Records from a point labeling set →
= = = = =

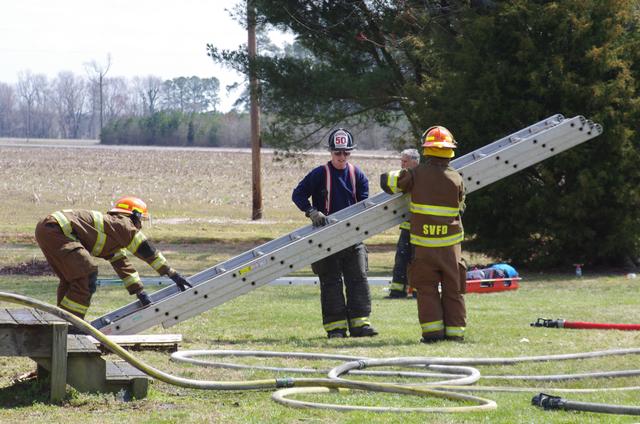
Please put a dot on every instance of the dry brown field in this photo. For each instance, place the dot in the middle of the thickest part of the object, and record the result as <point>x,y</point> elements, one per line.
<point>197,197</point>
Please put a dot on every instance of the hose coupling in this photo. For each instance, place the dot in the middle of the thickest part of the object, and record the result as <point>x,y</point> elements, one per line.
<point>549,323</point>
<point>284,382</point>
<point>547,402</point>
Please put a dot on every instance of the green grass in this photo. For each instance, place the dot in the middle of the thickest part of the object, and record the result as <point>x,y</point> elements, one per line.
<point>288,319</point>
<point>201,204</point>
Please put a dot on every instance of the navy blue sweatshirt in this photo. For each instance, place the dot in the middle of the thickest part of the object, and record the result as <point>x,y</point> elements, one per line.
<point>314,185</point>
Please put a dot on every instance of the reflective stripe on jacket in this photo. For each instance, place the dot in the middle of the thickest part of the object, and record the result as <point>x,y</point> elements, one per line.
<point>437,199</point>
<point>109,237</point>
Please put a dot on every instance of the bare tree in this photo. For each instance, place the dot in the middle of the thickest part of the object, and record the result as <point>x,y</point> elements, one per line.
<point>116,99</point>
<point>148,90</point>
<point>97,72</point>
<point>7,109</point>
<point>69,96</point>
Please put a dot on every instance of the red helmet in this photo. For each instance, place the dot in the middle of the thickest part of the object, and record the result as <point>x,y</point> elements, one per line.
<point>438,137</point>
<point>129,205</point>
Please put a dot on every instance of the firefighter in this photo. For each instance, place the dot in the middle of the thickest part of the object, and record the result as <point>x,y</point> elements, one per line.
<point>333,187</point>
<point>437,202</point>
<point>409,158</point>
<point>69,239</point>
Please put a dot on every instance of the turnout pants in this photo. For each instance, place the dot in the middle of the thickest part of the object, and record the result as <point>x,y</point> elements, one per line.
<point>348,267</point>
<point>441,314</point>
<point>398,286</point>
<point>72,264</point>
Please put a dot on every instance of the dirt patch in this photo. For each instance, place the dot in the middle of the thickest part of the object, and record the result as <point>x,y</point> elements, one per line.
<point>27,268</point>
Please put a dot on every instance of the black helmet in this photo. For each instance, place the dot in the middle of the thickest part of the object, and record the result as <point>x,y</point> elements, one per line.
<point>341,139</point>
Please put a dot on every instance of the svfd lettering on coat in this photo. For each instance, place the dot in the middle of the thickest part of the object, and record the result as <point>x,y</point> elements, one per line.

= = = = =

Please copy out everything from the line containing "Please put a dot on every instance of the navy" down to the line containing "<point>314,185</point>", keeping the item text unchanged and shifting every x and y coordinate in the answers up by 138.

Please put a dot on every instance of the navy blue sweatshirt in this photo. For each instance, place the dot in the middle of the thickest part of the object, and record the result as <point>x,y</point> elements, one per line.
<point>452,323</point>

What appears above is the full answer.